§ TEXT SEGMENT
↓↓↓
Day Twenty: The Things We Treasure Today’s Prompt: Tell us the story of your most-prized possession. Today’s twist: We extolled the virtues of brevity back on day five, but now, let’s jump to the other side of the spectrum and turn to longform writing. Let’s celebrate the drawn-out, slowly cooked, wide-shot narrative.
Good luck to all who read the whole thing and I promise never to write this much again!!!! 4189 words
It all started innocently enough. I first noticed I couldn’t feel my fingers. As things progressed and I told my story over and over again I realized it actually started weeks before.
I couldn’t feel the cigarette smoke go into my lungs. I remember telling Jax, “I can’t suck. I suck at sucking.” I was also eating a lot of Tootsie rolls. Every time I generated some Tootsie roll flavored saliva I would cough, sputter, choke almost. I blamed these things on a sore throat and slight fever. Little did I know that these simple, little things would turn into what it did. I went from dead fingers and a throat I couldn’t control to not being able to hear what I say and my brain not communicating properly with my body.
My brain doesn’t always register what my fingers type, but knows if it’s right or not. Sometimes I care sometimes I don’t.
At Christmas dinner I noticed one thing. I couldn’t feel myself swallow. I was still not concerned. I did not think anything of it. I just thought it was some weird freaky strange thing. Nothing to worry about, It would go away. I slept well that night. The next day was different. I woke with no complaints. I still couldn’t feel my fingers, and was still not concerned. I thought to myself, “I will mention it to my doctor when I see her next week.”
↑↑↑
§ WHAT TO DO
1/ Repeat the numbness account word for word, everything from "Good luck to" down to "started weeks before.".
2/ Pick up the numbness account right after its last sentence and keep writing it.
The data that comes next is separate material, unrelated to the numbness account.

Natural-language object grounding data:
↓↓↓
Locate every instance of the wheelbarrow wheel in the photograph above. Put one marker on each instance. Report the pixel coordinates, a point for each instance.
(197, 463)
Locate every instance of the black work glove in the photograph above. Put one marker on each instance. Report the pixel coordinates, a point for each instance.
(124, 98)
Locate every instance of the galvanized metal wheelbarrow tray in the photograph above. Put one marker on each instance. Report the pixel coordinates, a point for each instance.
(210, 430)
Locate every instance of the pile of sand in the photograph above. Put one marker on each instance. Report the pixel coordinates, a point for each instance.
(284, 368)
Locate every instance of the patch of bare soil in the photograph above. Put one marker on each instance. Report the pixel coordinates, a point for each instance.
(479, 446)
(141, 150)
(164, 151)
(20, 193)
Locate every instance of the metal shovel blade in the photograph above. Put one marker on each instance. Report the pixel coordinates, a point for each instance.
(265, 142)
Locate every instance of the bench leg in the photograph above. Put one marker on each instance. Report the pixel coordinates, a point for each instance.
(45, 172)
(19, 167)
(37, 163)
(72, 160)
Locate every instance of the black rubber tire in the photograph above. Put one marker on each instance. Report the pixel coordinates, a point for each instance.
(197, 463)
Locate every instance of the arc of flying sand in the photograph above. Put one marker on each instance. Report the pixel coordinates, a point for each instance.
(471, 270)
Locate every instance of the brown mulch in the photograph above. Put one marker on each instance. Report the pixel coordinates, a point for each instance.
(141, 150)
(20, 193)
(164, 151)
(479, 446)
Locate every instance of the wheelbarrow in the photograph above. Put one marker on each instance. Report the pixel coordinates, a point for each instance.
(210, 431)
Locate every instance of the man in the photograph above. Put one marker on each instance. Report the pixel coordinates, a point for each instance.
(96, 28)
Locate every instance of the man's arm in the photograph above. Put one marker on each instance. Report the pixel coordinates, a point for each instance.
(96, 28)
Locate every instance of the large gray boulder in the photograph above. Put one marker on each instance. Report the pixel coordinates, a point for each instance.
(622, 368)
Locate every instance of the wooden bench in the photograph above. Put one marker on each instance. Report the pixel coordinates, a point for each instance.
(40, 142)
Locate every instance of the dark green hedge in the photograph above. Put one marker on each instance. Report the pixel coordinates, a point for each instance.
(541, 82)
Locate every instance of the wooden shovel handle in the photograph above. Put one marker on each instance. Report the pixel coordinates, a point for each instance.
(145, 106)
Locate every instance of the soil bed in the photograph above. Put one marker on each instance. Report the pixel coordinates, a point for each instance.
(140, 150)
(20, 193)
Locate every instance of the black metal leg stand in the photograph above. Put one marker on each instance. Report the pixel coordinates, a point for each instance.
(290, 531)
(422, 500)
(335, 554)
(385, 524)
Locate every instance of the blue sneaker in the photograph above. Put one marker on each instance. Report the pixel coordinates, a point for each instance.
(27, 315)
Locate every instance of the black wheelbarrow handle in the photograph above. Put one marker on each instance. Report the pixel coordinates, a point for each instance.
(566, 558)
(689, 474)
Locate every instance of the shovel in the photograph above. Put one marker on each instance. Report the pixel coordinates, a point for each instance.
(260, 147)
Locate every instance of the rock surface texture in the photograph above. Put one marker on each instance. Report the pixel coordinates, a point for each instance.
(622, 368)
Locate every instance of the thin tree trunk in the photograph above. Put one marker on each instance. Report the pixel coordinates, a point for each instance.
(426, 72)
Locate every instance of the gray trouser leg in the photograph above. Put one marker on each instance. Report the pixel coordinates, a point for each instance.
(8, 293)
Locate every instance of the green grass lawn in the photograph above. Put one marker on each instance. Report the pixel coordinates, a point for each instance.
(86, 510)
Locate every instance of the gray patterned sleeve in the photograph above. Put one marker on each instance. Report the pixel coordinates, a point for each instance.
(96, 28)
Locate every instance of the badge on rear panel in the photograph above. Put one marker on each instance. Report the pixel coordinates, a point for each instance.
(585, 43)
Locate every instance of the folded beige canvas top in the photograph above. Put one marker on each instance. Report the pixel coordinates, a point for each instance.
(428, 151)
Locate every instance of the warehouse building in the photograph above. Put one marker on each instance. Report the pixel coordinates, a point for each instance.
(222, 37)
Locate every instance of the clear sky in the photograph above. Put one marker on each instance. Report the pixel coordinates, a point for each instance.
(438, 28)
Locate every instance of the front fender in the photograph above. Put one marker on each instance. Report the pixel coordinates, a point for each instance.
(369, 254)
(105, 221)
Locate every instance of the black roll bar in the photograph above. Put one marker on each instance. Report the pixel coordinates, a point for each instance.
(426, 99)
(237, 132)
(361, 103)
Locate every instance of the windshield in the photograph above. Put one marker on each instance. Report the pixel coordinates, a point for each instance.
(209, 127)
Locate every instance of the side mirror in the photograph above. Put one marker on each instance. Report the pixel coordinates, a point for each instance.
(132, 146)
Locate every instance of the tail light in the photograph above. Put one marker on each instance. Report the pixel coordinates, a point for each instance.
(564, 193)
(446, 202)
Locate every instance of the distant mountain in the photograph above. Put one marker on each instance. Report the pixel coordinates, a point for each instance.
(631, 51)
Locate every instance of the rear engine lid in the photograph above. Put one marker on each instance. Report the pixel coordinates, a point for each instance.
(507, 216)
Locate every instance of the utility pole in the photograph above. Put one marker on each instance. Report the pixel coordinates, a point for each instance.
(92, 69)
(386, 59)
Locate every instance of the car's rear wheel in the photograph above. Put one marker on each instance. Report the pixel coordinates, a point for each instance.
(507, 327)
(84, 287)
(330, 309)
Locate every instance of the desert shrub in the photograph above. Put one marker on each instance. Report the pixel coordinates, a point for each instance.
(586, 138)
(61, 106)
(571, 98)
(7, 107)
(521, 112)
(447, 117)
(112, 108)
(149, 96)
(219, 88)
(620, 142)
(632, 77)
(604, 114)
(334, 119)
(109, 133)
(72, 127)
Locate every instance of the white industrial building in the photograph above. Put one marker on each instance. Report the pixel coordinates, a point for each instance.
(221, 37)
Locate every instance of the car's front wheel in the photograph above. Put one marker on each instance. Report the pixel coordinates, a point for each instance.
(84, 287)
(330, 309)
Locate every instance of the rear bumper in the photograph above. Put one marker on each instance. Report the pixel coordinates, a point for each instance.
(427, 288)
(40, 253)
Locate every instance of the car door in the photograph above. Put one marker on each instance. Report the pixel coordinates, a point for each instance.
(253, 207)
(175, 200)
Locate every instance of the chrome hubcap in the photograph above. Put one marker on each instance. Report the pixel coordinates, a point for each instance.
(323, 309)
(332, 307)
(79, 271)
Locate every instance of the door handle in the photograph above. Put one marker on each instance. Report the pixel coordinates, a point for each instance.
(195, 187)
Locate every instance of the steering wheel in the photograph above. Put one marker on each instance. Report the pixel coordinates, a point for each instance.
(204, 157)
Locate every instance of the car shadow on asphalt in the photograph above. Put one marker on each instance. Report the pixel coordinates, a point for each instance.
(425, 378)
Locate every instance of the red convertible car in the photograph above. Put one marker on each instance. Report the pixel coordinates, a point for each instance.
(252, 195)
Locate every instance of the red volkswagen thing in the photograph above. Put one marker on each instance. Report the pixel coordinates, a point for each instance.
↑↑↑
§ RESPONSES FOR EACH TASK
1/
Good luck to all who read the whole thing and I promise never to write this much again!!!! 4189 words
It all started innocently enough. I first noticed I couldn’t feel my fingers. As things progressed and I told my story over and over again I realized it actually started weeks before.

2/
Within a few hours I couldn’t open the sliding glass door to let the beagle in. BUT, I could open the refrigerator to get a bottle of water. I started thinking that maybe something was wrong. If I can’t open the door for my dog or light my own cigarette, there might be a problem. Jax and I both thought it would be best if I called the doctor. Of course this was the day after Christmas and the office was closed. The doctor covering was actually closer to my house and they wanted to see me at 2:30. This is when I began my first lesson of this whole experience. 2:30 was a long way off, I would learn how to wait.
At 2 PM I could put on my sweatshirt. 1 hour later I could not take it off.
All I thought about was “it is the day after Christmas, in New England and I am only wearing a sweatshirt. The sun is shining bright and the temp is reasonably warm. The fact that my arms don’t move doesn’t really bother me.”
We didn’t stay at the doctors long, they wanted us to go straight to the ER. I must briefly mention this doctor’s office. For a place I had never been before I felt very comfortable here. There was a Dustin Pedroia “fat head” on the wall and I knew the medical assistant. I knew I had to be a bit nervous as I repeated over and over again, “it should be Kevin Millar on the wall not Dustin. Kevin Millar, not Dustin. It should be Millar not Pedroia.” The medical assistant talked to me. She kept me calm. This was the first incidence of thoughts coming into my head and straight out my mouth. The doctor I saw a week later described it as me “losing my filter”. I basically spoke without thinking.
When leaving the doctors, I noticed I was walking very slowly. Whatever was going on was progressing and I was starting to get a tad concerned.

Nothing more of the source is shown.